Challenge:
Extend the forum post about restoring the Henry Milnes milling machine, starting right after its final sentence.
## BEGIN Excerpted passage
# Henry Milnes Milling Machine Restoration



## Rhyolith

wallace and his Wadkin lathe (wadkin-rs-restoration-t109909.html) inspired me to make a thread specifically dedicated to my restoration attempts of my first large industrial machine. This kinda follows on from this thread: milling-machine-for-steam-engines-t108613.html?start=15 but all elements of the restoration will be covered here, will try to keep them in chronological order. 

Its a Toolroom vertical mill, dating from the 1940s-50s: http://www.lathes.co.uk/milnesmiller/

This is what it looked like when it first arrived in my workshop:



Henry Milnes Milling Machine by Rhyolith, on Flickr


Henry Milnes Milling Machine by Rhyolith, on Flickr


Henry Milnes Milling Machine by Rhyolith, on Flickr

First thing I did was wash it down with paraffin, rags, wire wool and wire brushes. Mainly just so I could see what was there! After that (which took a while) it looked like this:



Henry Milnes Milling Machine by Rhyolith, on Flickr


Henry Milnes Bradford by Rhyolith, on Flickr

Next started to examine it for mechanical issues. The first obvious issue was the table side to side movement was stiff, so started dismantling that.



Under the Bed by Rhyolith, on Flickr

This bearing was clearly stiff (possibly the problem) but I could not get into it without a specialised spanner for these nuts of a sort I have never seen before.



Table Drive Nuts by Rhyolith, on Flickr

I think the required tool is a "hook" spanner... anyway I found this on eBay recently which finally allowed for progress! 



Willaims Adjustable Hook Spanner by Rhyolith, on Flickr

That worked and the whole winding assembly is not in bits, I think the nuts where actually the problem, they were too tight. All the same the whole lot will be cleaned and re-lubricated before re-assmbly.
## END Excerpted passage
## BEGIN Information supplied
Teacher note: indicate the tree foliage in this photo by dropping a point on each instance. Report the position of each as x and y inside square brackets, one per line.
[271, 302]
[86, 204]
## END Information supplied
The response:
That takes it to today, where I wanted to try and get at the winding mechanism for lifting the table, which is a tad stiff I think. Almost immediately I find a nut that needs another type of hook spanner... back to eBay :roll: 



Table Depth Adjuster by Rhyolith, on Flickr


----------



## AES

Very interesting Rhyolith. Those old bits of machinery were really good weren't they? But you've got some guts taking that lot on. Best of luck Sir, I envy you (I don't have the space), and admire your courage in taking that little lot on. All power to yer elbow mate. 

BTW, just trying to be helpful, but I think your "hook spanner" is more properly called a "C" spanner. (And if the "slots" in the nuts that the spanner actually locates into are round holes, like I THINK I see in your last pic, then the spanner is called a "Peg" spanner). Not nit picking, but having the correct name may help you a bit with t'internet searches.

AES


----------



## wallace

Very cool, I'm pleased I passed the bug on. That looks a lot more complicated than the stuff I do, take plenty of pics for future reference when your putting stuff back together.


----------



## Phil Pascoe

Fortunately, I've had the innoculation.


----------



## MusicMan

Nice hunk of iron!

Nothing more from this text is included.